I'm working the late shift at my job the next two days, so I don't start work until noon. Good time to get some writing done, eh? After all, it's winter time. Winter is a great time to do things inside. Should be a great day to grab a cup of hot cocoa, look out the window at all the pretty snow, stretch out the ol' fingers and start typing. Right?
Not so fast.
I just spent an hour trying to clean snow off my roof with a tiny shovel on the end of a long, skinny, metal pole. Just one of the many time-consuming tasks a person must perform when living in the tundra.
I'll be honest with you ... we were breezing right through winter until about the last week of January. Something called a "polar vortex" sent temperatures in the region plummeting. It got so cold that penguins were spotted at REI trying to buy thermal socks to fit their webbed feet.
Then came the snow. We set a record for snowfall in the month of February. As you can see from the photo (taken in my back yard) the snow has really piled up. If you look at the snow pile in the background, you will see a mound that is taller than me.
There are so many things to hate about winter, but I think what I hate most is how long everything takes. I'm not talking about the length of the season itself — that is a subject for another day. I can expound on it later. Maybe this summer, when I'm not busy cleaning snow from my car, or my sidewalk, or my roof, or my driveway; or walking around the neighborhood with a shovelful of snow, trying to find somewhere to put it.

◆ Goal 1 ◆
Answer these questions about the winter post:
(a) At what time does the writer start work on the next two days?
(b) What did the writer use to clean snow off the roof?
(c) In which month was a snowfall record set?
The records have no connection to the winter post above.

◆ Excerpts from a point labeling dataset ◆
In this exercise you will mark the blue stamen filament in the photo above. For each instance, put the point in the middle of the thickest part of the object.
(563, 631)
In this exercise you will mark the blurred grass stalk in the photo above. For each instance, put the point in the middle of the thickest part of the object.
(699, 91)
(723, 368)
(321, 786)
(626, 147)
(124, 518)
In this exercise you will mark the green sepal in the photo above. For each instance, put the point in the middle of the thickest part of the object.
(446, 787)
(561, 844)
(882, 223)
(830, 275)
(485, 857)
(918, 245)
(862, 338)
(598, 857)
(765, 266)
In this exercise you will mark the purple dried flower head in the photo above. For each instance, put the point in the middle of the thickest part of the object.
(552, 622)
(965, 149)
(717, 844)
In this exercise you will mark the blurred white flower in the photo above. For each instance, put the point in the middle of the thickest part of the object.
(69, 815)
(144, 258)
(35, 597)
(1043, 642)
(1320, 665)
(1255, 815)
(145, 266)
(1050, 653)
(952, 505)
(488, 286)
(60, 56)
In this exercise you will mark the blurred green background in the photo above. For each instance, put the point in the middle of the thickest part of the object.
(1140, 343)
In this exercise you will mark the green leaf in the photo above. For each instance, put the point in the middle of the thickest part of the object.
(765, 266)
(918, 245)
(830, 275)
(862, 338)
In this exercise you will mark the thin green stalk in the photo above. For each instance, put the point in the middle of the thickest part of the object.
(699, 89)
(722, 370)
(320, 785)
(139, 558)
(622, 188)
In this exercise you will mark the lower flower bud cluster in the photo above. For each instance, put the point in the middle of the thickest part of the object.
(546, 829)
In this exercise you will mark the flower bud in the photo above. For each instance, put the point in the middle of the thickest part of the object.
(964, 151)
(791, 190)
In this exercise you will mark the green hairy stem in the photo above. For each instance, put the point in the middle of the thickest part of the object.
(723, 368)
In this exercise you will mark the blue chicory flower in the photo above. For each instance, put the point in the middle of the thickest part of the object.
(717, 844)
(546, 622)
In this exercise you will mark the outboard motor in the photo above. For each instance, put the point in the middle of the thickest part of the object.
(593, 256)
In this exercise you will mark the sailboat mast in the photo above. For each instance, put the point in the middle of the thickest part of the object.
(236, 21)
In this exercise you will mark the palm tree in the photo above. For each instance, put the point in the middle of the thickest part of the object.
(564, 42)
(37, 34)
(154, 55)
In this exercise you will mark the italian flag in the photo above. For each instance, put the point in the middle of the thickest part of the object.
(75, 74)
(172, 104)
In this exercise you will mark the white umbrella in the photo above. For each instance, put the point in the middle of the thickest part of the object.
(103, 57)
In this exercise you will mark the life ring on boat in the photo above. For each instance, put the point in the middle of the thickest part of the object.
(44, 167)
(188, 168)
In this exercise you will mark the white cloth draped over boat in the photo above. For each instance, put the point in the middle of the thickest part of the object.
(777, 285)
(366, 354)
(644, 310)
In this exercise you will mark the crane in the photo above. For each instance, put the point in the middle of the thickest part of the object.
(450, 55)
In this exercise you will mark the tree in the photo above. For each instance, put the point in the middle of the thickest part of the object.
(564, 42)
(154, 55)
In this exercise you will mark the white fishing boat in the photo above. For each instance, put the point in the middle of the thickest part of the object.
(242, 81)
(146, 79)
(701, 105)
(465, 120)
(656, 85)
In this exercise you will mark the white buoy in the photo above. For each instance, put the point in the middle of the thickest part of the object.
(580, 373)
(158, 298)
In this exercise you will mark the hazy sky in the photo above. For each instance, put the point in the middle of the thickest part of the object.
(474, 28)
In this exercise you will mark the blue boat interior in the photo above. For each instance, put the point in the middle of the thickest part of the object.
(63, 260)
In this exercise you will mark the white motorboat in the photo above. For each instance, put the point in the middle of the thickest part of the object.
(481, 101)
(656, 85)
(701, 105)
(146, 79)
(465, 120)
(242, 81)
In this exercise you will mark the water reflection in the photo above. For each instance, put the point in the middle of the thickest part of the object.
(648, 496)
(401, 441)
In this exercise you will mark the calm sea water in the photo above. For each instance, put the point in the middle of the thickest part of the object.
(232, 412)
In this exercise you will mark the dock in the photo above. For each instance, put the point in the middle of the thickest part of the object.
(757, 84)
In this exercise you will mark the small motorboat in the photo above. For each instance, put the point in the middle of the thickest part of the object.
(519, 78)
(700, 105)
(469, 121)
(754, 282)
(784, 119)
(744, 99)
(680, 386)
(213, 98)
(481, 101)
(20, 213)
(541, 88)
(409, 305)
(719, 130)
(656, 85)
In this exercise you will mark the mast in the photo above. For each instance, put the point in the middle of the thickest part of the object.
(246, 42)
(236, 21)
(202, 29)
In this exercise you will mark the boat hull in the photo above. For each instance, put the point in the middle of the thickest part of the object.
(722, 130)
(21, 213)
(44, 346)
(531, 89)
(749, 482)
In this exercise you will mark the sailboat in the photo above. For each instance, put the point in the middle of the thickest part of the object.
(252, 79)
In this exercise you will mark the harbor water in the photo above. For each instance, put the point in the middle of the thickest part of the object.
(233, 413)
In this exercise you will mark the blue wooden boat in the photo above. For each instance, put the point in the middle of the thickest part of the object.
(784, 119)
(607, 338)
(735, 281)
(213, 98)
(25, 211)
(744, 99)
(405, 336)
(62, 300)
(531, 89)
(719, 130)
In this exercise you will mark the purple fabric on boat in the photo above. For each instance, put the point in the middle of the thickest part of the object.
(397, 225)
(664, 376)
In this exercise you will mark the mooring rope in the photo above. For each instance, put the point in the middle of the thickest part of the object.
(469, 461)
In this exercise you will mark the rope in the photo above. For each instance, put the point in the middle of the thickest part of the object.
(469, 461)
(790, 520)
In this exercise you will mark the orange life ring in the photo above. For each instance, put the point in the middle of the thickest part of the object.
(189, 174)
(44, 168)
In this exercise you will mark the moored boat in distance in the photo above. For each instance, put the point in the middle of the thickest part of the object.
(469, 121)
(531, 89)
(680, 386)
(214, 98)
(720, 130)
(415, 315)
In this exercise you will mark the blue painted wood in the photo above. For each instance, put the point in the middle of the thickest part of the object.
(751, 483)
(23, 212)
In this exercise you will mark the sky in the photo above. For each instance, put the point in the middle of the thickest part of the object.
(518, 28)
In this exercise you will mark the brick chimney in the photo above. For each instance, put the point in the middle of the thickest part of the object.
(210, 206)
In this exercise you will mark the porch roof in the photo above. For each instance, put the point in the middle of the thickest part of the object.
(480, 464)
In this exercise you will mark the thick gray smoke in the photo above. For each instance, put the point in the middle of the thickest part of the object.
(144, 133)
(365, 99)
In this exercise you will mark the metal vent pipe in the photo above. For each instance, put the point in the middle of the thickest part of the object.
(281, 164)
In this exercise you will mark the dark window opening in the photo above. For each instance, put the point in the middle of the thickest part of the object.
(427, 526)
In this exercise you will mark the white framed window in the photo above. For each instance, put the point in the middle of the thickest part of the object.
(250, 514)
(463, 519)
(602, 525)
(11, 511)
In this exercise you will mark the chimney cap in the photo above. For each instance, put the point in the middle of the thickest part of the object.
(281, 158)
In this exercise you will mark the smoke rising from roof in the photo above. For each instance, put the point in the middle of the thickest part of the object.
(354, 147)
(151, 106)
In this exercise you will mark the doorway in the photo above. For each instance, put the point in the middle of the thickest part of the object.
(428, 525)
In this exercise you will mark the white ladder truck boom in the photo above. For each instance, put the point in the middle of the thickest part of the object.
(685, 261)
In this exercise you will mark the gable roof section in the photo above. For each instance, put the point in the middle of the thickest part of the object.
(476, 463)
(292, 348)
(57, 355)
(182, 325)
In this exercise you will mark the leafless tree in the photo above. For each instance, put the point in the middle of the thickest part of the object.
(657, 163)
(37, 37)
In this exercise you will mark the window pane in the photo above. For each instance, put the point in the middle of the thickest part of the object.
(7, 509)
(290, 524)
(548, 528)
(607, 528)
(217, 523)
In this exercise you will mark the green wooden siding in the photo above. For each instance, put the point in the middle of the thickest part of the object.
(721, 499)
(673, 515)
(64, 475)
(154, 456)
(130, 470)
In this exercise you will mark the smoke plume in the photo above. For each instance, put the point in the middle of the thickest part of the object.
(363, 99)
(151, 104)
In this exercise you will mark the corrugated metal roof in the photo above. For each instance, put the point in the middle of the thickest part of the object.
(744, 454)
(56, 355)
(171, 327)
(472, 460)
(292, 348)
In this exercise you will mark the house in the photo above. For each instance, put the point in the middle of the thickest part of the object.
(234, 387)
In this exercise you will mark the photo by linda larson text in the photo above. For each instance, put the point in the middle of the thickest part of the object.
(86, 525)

◆ Goal 2 ◆
Return every line of the records that contains the string "mast".

◆ Task answer 1 ◆
(a) Noon.
(b) A tiny shovel on the end of a long, skinny, metal pole.
(c) February.

◆ Task answer 2 ◆
In this exercise you will mark the sailboat mast in the photo above. For each instance, put the point in the middle of the thickest part of the object.
In this exercise you will mark the mast in the photo above. For each instance, put the point in the middle of the thickest part of the object.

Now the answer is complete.